Directions:
1) Please decide whether each statement agrees with the concept-erasure passage: (a) when the MSE loss exceeds the threshold τ, the original embedding is left unchanged; (b) ItD needs no independent training per concept; (c) Figure 5 shows 50 artist styles erased at once. Answer yes or no for each and quote the words of the passage that settle it.
2) Reproduce the concept-erasure passage word for word from "Empirical Results: Multi-Concept" up to and including "(50 celebrities simultaneously).".

----- Supplied passage -----

Figure 3: Histogram of reconstruction MSE loss on target concepts and remaining concepts.
This property is exploited to construct a selective deactivation block: if the MSE loss exceeds a threshold τ, the SAE output is substituted for the original embedding, otherwise the embedding is left unchanged. This integration minimizes accidental erasure of non-target concepts and preserves generation quality on out-of-distribution data.
Empirical Results: Multi-Concept and Robust Concept Erasure
Qualitative and quantitative results validate the selectivity and robustness of ItD. In scenarios such as erasing 50 celebrities or 100 artistic styles, ItD eradicates target concepts while maintaining the visual fidelity and diversity of other concepts—surpassing fine-tuning and existing module-insertion baselines across multiple evaluation domains (celebrity faces, artistic styles, COCO-30K, DiffusionDB-10K).
Figure 4: Qualitative results of ItD and baselines on multiple concepts erasing (50 celebrities simultaneously).
Figure 5: Qualitative results for erasing 100 artist styles at once, showing minimal degradation on non-target concepts.
The SAE-based approach, with feature selection as the union of unique target-concept features, generalizes effortlessly to the multi-concept setting. Unlike LoRA- or gate-based modular approaches, ItD requires no independent training per concept and displays consistent image quality across diverse prompts.

----- Dataset excerpts -----

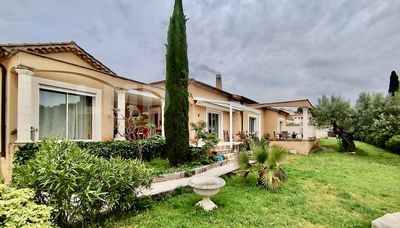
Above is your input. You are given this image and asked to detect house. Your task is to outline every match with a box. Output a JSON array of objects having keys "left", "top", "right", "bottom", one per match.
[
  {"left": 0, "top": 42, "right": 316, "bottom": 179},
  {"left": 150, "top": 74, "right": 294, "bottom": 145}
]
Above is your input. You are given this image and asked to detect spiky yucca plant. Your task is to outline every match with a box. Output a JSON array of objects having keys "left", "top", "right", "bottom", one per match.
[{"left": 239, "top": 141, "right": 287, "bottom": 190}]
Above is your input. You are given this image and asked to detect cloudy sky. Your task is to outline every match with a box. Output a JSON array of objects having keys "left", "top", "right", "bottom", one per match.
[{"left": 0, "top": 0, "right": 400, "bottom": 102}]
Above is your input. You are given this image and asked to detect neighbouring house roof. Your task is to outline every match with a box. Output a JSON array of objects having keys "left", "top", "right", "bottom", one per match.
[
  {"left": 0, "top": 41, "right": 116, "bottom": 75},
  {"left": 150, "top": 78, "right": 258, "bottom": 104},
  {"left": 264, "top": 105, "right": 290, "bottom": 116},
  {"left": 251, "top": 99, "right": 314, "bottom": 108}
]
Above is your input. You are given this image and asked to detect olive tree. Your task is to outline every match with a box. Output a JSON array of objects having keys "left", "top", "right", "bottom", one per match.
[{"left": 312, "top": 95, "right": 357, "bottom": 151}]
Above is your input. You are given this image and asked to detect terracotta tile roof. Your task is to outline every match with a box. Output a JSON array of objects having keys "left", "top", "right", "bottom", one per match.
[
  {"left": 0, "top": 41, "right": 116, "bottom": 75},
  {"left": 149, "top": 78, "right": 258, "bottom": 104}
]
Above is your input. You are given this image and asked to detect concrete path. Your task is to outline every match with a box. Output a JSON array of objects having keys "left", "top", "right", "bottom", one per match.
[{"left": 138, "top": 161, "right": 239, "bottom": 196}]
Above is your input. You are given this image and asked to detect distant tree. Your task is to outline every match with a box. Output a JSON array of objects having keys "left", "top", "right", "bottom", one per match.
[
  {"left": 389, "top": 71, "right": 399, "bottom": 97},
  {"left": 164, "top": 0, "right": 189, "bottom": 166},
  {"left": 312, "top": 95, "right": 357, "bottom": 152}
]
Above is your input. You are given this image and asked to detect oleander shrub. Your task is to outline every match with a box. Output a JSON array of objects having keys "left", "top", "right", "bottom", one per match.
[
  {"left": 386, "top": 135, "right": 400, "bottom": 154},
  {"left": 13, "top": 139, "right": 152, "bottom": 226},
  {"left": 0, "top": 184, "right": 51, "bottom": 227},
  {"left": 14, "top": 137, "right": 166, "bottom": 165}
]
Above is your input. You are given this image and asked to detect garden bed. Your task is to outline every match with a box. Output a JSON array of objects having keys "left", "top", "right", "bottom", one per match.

-----

Responses in order:
1)
(a) No: "if the MSE loss exceeds a threshold τ, the SAE output is substituted for the original embedding, otherwise the embedding is left unchanged."
(b) Yes: "ItD requires no independent training per concept"
(c) No: "Qualitative results for erasing 100 artist styles at once"

2)
Empirical Results: Multi-Concept and Robust Concept Erasure
Qualitative and quantitative results validate the selectivity and robustness of ItD. In scenarios such as erasing 50 celebrities or 100 artistic styles, ItD eradicates target concepts while maintaining the visual fidelity and diversity of other concepts—surpassing fine-tuning and existing module-insertion baselines across multiple evaluation domains (celebrity faces, artistic styles, COCO-30K, DiffusionDB-10K).
Figure 4: Qualitative results of ItD and baselines on multiple concepts erasing (50 celebrities simultaneously).